— START OF Extracted text —

Matt Wallner, USM’s super-sized freshman, is adjusting well to Mississippi, Division I baseball.

Southern Miss baseball coach Scott Berry calls Matt Wallner, his freshman sensation, “Big ‘Un.”

Wallner is that. In fact, he’s huge – 6 feet, 5 inches tall, long-limbed, broad-shouldered, a strapping, stream-lined 228 pounds. He ever more fills up a batter’s box.

Wallner is much more than large. As a pitcher, he hits 97 mph on his fast ball and has a wicked, mid-80s slider that breaks sharply. He throws both for strikes. He is working on a change-up. He just hasn’t needed it yet. As a hitter, he possesses stunning power. As a center fielder, he runs down gappers with a long, graceful stride that belies his speed.

He hails from Paul Bunyan country, Forest Lake, Minn., about 30 miles north of Minneapolis-St. Paul, and so I know what you are thinking: What is this just-turned-19-year-old from way up yonder doing playing his college baseball 1,118 miles away in Hattiesburg, and how in the world did Berry get him?

USM pitcher/center fielder Matt Wallner

Let’s get to that last part first. Wallner, who hit only two home runs as a 185-pound high school junior, committed before his senior season to North Dakota.

“I wasn’t that highly recruited at that point,” Wallner said Tuesday night. “I liked the North Dakota coaches and it was relatively close to home.”

And then North Dakota dropped baseball and Wallner, still a growing boy, became an 18-year-old, college baseball free agent. Southern Miss assistant coach Chad Calliet called North Dakota coaches to ask about a couple of other players. North Dakota coaches told Calliet they needed to look at Wallner.

One look is all it took. Trust me on this if you never trust me on anything else: One look is all it takes.

USM beat out Kentucky, Minnesota, defending national champion Coastal Carolina, Creighton, Illinois, Indiana and others for Wallner’s services. And then Wallner was drafted in the 31st round by the nearby Minnesota Twins, and USM had to fight that fight. It surely helped that Brian Dozier, slammer of 42 home runs for the Twins in 2016 and one of Wallner’s heroes, was a USM guy. When Wallner, the Gatorade Player of the Year in Minnesota, threw out the first pitch at a Twins game last summer, guess who caught it? Yep: Dozier.

Scott Berry

And then, last fall, those of us who follow college baseball closely began to hear Bunyan-esque tales about the kid from Minnesota who was dominating in Golden Eagle fall practices, hitting mammoth home runs and throwing the ball by some proven USM hitters.

“We knew he had a chance to be good,” Berry said. “We just didn’t know how good.”

Wallner’s really good – really, really good, and he hasn’t played nearly as much as most 19-year-olds who grew up playing baseball in the Deep South.

Let’s put it this way: When Wallner closed the door on Mississippi State Tuesday night at Trustmark Park in Pearl, the temperature was 70 degrees. Back home in Forest Lake, it was 21 with snow on the ground.

“I love this weather and I love how much the people here love college baseball,” Wallner said.

— END OF Extracted text —
— START OF Information shown —

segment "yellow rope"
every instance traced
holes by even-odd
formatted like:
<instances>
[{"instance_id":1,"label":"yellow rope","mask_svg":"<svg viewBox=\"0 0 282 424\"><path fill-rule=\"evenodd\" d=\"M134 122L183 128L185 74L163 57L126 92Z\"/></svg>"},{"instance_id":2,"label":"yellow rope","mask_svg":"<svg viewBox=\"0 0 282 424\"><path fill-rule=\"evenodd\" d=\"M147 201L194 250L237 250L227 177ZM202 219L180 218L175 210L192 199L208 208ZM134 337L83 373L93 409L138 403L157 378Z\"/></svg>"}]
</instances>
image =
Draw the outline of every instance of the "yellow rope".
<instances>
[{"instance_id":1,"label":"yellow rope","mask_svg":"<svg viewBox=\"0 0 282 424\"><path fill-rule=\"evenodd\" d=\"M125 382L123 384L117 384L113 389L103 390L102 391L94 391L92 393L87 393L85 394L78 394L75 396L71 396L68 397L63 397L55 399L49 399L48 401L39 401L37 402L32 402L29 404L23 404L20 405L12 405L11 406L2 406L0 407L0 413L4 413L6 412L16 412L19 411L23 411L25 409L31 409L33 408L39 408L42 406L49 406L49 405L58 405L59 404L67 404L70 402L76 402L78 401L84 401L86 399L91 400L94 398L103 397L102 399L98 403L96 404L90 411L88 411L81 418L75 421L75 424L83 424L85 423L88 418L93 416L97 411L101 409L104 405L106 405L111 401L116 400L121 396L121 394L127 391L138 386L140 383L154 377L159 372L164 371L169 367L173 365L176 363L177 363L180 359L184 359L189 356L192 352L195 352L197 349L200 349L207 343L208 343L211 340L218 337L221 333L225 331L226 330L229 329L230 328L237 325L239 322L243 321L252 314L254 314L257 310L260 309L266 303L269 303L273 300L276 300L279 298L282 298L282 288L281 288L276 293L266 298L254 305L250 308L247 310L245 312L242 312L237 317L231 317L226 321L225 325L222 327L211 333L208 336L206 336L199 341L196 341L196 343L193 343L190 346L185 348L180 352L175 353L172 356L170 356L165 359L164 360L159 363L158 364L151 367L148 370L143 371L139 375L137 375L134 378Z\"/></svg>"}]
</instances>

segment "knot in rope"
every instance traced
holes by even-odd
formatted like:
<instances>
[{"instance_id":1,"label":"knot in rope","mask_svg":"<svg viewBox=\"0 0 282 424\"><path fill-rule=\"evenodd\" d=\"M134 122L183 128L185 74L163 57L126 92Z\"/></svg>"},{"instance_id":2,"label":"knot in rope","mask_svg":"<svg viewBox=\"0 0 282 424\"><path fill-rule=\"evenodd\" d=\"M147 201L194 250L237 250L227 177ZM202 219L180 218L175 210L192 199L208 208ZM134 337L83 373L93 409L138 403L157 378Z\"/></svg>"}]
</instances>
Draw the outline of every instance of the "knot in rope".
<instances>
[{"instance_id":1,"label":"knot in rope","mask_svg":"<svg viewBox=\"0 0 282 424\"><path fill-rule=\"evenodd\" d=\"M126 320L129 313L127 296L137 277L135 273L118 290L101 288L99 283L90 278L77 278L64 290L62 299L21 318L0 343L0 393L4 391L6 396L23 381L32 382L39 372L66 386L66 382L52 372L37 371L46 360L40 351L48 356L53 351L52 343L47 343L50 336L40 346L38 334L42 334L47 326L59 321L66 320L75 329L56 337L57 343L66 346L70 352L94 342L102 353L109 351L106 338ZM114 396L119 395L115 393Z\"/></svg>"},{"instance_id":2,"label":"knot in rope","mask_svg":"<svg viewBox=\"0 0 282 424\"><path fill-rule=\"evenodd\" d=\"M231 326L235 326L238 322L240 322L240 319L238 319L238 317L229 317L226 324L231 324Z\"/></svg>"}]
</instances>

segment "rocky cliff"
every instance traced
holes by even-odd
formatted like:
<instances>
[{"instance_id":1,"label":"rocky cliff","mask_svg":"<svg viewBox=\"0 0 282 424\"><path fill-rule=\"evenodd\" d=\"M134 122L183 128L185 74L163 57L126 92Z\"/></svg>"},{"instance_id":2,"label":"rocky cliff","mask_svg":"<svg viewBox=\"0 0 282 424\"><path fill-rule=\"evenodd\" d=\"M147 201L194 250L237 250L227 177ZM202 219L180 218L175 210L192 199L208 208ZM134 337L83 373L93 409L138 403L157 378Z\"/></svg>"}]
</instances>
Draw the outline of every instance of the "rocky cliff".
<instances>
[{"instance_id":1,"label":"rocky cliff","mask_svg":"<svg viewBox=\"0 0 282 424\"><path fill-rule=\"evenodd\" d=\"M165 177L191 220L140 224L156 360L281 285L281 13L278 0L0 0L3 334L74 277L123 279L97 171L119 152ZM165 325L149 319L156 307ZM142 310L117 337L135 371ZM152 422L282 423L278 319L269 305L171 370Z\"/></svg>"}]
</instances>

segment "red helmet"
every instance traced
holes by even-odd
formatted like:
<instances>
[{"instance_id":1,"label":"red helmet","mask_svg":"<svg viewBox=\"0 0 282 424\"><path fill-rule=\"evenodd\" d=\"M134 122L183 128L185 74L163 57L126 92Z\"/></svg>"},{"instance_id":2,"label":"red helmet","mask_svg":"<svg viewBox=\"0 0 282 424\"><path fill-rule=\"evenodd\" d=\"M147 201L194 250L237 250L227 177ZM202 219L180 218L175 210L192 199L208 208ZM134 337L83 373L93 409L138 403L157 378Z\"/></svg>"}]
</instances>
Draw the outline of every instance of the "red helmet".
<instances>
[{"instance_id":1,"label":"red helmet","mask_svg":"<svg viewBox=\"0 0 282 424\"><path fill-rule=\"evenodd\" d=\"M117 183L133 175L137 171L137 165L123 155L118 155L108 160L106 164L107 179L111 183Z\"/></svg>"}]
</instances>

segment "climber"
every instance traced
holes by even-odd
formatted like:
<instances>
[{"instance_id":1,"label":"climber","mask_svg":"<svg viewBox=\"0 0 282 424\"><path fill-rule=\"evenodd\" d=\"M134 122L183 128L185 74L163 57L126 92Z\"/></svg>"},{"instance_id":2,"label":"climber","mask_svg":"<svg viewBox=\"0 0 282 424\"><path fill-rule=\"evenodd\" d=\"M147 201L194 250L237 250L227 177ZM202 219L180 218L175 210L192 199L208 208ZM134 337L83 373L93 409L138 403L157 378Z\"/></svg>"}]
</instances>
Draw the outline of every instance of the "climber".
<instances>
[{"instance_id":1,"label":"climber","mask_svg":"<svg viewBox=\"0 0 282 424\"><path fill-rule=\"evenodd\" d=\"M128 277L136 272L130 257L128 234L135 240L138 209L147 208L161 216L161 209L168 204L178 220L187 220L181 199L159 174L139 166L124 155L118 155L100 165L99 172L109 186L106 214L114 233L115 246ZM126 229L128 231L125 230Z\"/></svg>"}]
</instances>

— END OF Information shown —

→ **Prompt**
In the Matt Wallner article, which school did Wallner commit to before his senior season of high school? Answer from the Matt Wallner article alone.

→ **Answer to this exercise**
North Dakota